──────── Estratto della pagina ────────
Nel mezzo, nei tre anni che hanno diviso il ritiro delle truppe e la proclamazione del Califfato, una stagione di discriminazione e emarginazione delle comunità sunnite.
Il premier al Maliki aveva fatto arrestare i capi politici sunniti, e i vertici di Al Qaeda in Iraq avevano ricominciato a sfruttare l’onda della crisi, approfittando della crisi siriana.
La regione di Anbar aveva cominciato ad essere usata come punto di partenza delle incursioni dei ribelli in territorio siriano proprio nel periodo del ritiro dei soldati americani dall’Iraq.
Le province più lontane da Baghdad, Ninawa, Anbar, erano rimaste di fatto escluse dal controllo del governo centrale e diventate in poco tempo la base operativa dei gruppi qaedisti. Quando i sunniti iracheni tentarono di protestare pacificamente la loro emarginazione nelle ondate di manifestazioni del 2012 e 2013, i manifestanti erano stati violentemente assaltati, le proteste represse dalle forze di sicurezza governative. Così è stato che la furia dell’Isis che si è scatenata nel 2014 è stata sostenuta anche dalle tribù sunnite, le stesse che furono usate per arginare Al Qaeda nel 2008, i figli dell’Iraq. Gli (ex) alleati degli americani.
Il paese che Obama aveva definito «sovrano, stabile e autosufficiente» crollava.
Per anni la strategia americana nella regione di Anbar era stata ritenuta un esempio di contro-insurrezione: lavorare per alleanze con le tribù locali contro un nemico comune.
Una serie di alleanze pericolose (e costose) che però erano servite a raggiungere rapidamente gli obiettivi. Salvo poi ritorcersi contro gli ex alleati.
────────
▶ Problemi da risolvere
**1)** Stampa il brano del testo sull'Iraq che va da "La regione di Anbar aveva" fino a "soldati americani dall’Iraq.".
**2)** In base al testo sull'Iraq, spiega perché nel 2014 la furia dell'Isis fu sostenuta anche dalle tribù sunnite.
──────── Estratto dei dati ────────
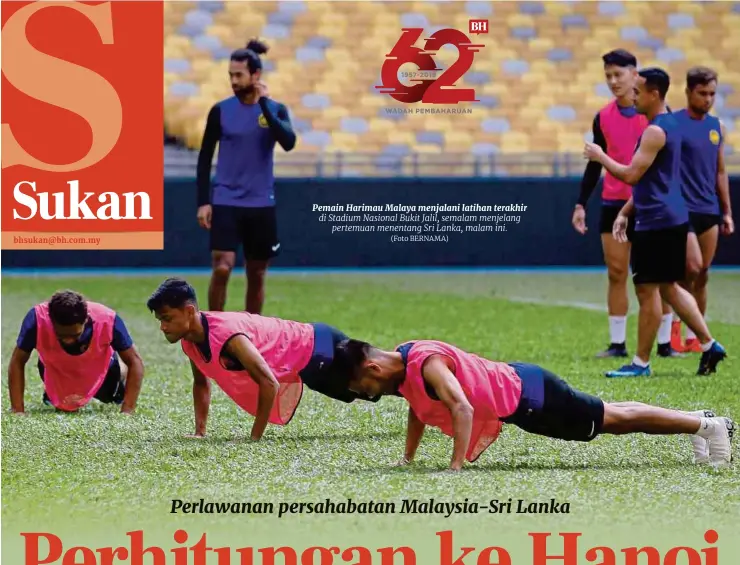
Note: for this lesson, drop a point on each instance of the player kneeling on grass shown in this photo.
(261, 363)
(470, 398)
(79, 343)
────────
──────── Estratto dei dati ────────
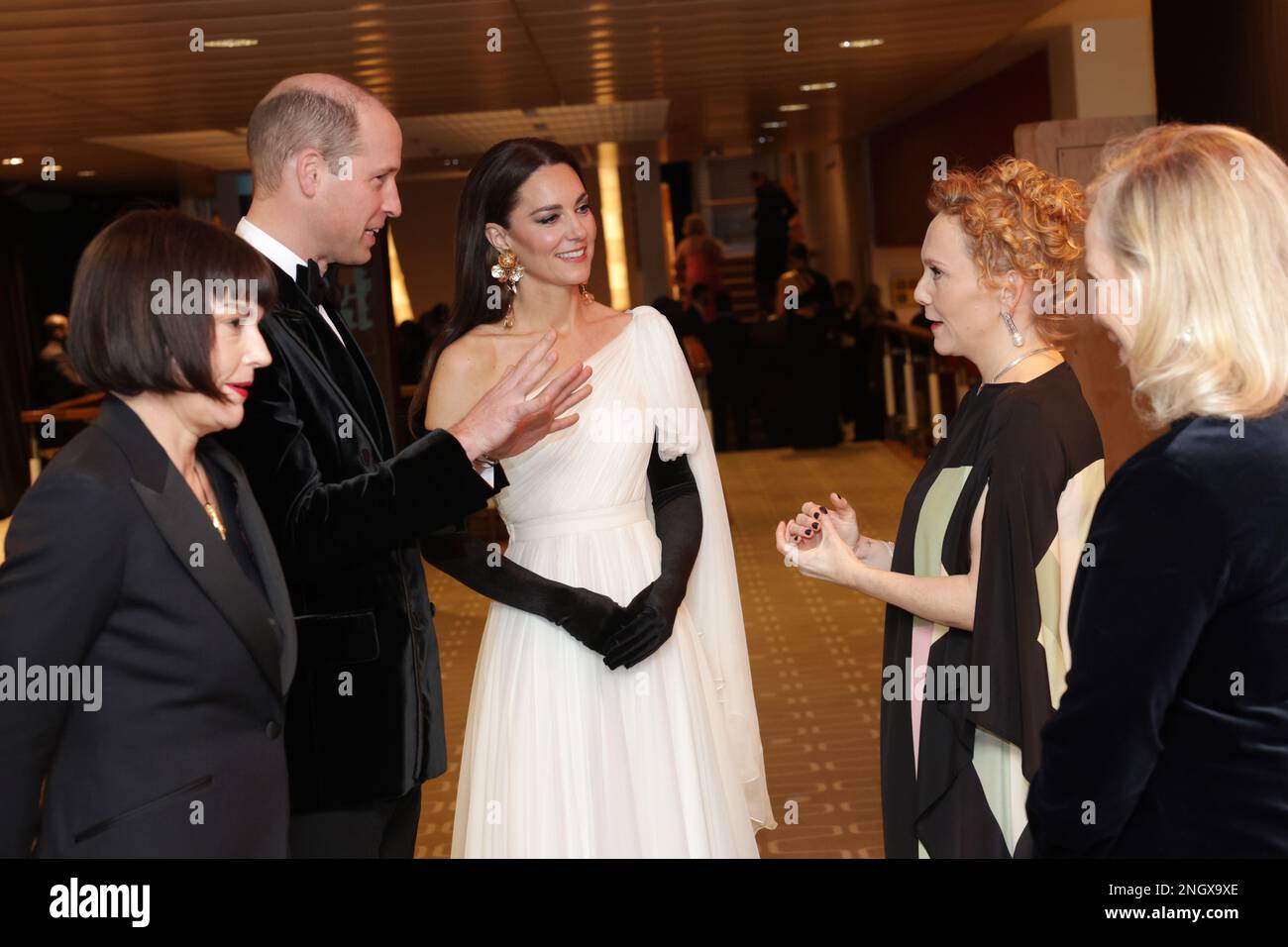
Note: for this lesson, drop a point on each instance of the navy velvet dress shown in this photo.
────────
──────── Estratto dei dati ────────
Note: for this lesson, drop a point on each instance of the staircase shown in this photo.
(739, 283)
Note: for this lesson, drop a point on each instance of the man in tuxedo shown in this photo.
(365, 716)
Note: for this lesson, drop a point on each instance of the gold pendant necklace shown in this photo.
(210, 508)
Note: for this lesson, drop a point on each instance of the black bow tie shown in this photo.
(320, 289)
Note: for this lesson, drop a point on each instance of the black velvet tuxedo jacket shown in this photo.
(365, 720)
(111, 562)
────────
▶ Risposte per compito
**1)**
La regione di Anbar aveva cominciato ad essere usata come punto di partenza delle incursioni dei ribelli in territorio siriano proprio nel periodo del ritiro dei soldati americani dall’Iraq.

**2)** Nelle manifestazioni del 2012 e 2013 i sunniti iracheni avevano tentato di protestare pacificamente contro la loro emarginazione. I manifestanti erano però stati assaltati violentemente e le proteste erano state represse dalle forze di sicurezza governative.